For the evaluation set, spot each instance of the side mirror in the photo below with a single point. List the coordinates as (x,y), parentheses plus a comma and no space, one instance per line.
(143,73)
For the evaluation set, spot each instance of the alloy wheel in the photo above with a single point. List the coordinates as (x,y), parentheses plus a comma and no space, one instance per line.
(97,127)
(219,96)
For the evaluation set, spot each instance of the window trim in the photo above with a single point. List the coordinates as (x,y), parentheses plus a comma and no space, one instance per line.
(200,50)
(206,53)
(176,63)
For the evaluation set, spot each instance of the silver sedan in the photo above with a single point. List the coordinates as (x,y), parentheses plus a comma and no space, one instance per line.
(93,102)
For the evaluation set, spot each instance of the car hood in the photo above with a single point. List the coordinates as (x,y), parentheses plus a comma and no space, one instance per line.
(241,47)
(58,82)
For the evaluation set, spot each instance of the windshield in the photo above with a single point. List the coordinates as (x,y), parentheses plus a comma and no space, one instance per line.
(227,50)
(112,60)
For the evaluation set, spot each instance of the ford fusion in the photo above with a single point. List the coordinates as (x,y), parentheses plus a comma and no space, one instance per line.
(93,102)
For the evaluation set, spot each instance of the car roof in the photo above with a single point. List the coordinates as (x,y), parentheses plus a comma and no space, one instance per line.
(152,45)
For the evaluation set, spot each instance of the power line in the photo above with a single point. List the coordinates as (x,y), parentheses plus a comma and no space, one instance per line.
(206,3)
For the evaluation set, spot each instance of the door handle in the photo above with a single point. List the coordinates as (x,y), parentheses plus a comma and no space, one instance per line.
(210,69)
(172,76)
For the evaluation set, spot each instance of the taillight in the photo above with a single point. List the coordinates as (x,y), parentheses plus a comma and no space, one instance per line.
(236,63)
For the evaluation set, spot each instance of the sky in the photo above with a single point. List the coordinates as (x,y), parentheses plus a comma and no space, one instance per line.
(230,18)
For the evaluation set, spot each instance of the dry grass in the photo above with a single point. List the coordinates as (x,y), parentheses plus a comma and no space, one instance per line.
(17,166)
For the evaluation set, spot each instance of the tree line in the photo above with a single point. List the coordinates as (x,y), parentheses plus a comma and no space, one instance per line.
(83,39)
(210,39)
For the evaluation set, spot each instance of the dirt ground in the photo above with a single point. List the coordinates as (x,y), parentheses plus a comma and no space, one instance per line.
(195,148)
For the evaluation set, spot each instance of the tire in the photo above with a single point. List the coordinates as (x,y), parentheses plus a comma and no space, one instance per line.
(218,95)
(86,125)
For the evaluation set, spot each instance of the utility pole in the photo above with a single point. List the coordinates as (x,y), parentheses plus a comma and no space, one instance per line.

[Aim of the exercise]: Repeat the material above in full, quoting it exactly.

[Solution for this problem]:
For the evaluation set, spot each instance of the side mirror in the photo below with a single point. List the coordinates as (x,y), parentheses plus a comma and no space, one instance per line.
(143,73)
For the evaluation set, spot each instance of the alloy wheel in the photo above with a single point. List the coordinates as (x,y), parentheses plus a comma and no space, one instance per line.
(97,127)
(219,96)
For the evaluation set, spot each instance of the window trim in the photo above with a single point. List the coordinates as (x,y), parentheses plus a comma and no space, one instance per line.
(200,50)
(206,53)
(176,63)
For the evaluation set, spot each instance of the silver sedan in the photo above with a single point. List the coordinates as (x,y), parentheses plus a comma and no space, one instance per line.
(93,102)
For the evaluation set, spot each instance of the car hood in the photo above with a single point. List the coordinates as (x,y), parentheses plus a comma and no space, one instance per line.
(241,47)
(58,82)
For the evaluation set, spot each instance of the windshield in the photo above with a single point. List the coordinates as (x,y), parentheses plus a comma and no space, one instance per line.
(227,50)
(112,60)
For the evaluation set, spot each instance of the ford fusion in the photo above with a single point. List the coordinates as (x,y), parentheses plus a comma and no space, one instance per line.
(93,102)
For the evaluation set, spot each instance of the car roof in the photo above with a single point. List the coordinates as (x,y), parentheses plus a comma and no space, one instance per line.
(152,45)
For the evaluation set, spot each instance of the power line in the photo above with a single point. List the coordinates as (x,y), parentheses plus a comma and no space, one instance per line.
(206,3)
For the evaluation set, spot each instance of the door handle in the photo above with a single point. List the coordinates as (x,y), parentheses plus a comma and no space, one instance per line.
(210,69)
(172,76)
For the evaluation set, spot each instance of the taillight in the photo above with a single point. List the coordinates as (x,y), parentheses plus a comma and no space, one instance per line.
(236,63)
For the evaluation set, spot each instance of the sky in the photo above with a single point. List the coordinates as (x,y), parentheses plus a comma and no space, one instance per line.
(230,18)
For the evaluation set, spot each instance of the dry grass in the photo above with a single point. List the coordinates as (x,y), parentheses plus a comma and no space, one instance per line.
(17,166)
For the evaluation set, spot each instance of the tree line in the photo above with a single point. List the coordinates as (x,y), parentheses plus a comma and no space, one instance per line.
(83,39)
(210,39)
For the evaluation set, spot each instance of the dirt ground in the photo above with a single point. List the coordinates as (x,y), parentheses plus a comma and no space, one instance per line.
(195,148)
For the evaluation set, spot each instance of the tire in the photo above with a single point. List the coordinates as (x,y), parentheses plus a comma and no space, one instance per line.
(218,95)
(86,125)
For the evaluation set, spot each instance of the utility pole in the photo above with a single point. List the coordinates as (x,y), parentheses plus a comma and no space, one instance per line.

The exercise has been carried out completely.